What the task requires
Would you transcribe exactly the lines below, starting at the one that contains "Objective — one marker on every instance of the wooden" and ending with the last line, both included? Leave out all other lines.

Input records
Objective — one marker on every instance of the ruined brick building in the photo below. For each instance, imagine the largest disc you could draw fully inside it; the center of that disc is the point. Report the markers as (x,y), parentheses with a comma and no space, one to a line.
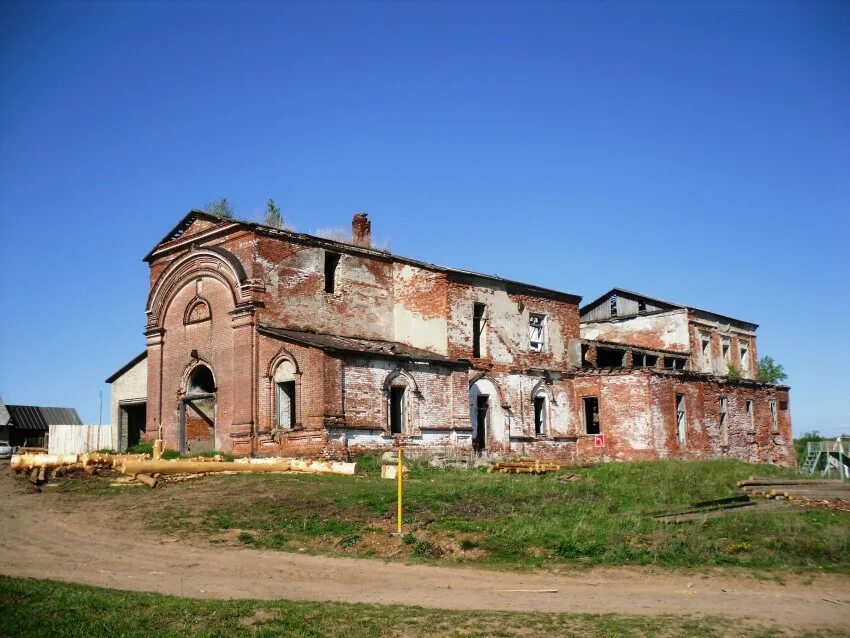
(265,341)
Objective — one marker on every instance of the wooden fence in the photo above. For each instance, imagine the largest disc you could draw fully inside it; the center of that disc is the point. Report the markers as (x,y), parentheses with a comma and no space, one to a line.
(79,439)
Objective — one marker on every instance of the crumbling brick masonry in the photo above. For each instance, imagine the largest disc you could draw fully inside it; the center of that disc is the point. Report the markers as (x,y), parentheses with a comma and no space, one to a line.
(264,341)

Response to the task
Objective — one marker on every instance of the wooden fence in the photo above. For each instance, imagine the largest disc you could draw fully inside it; the center of that disc is the point. Report the markers as (x,y), parentheses with a comma and no space, one to a line.
(79,439)
Objective — one marker on every instance of the crumbling brick masonry in the photo above. For each instance, imagine the largest disc you could draw fully inside it; the center of that disc is the point. Report the markers as (x,y), parentheses with a comma and no space, one to a line.
(264,341)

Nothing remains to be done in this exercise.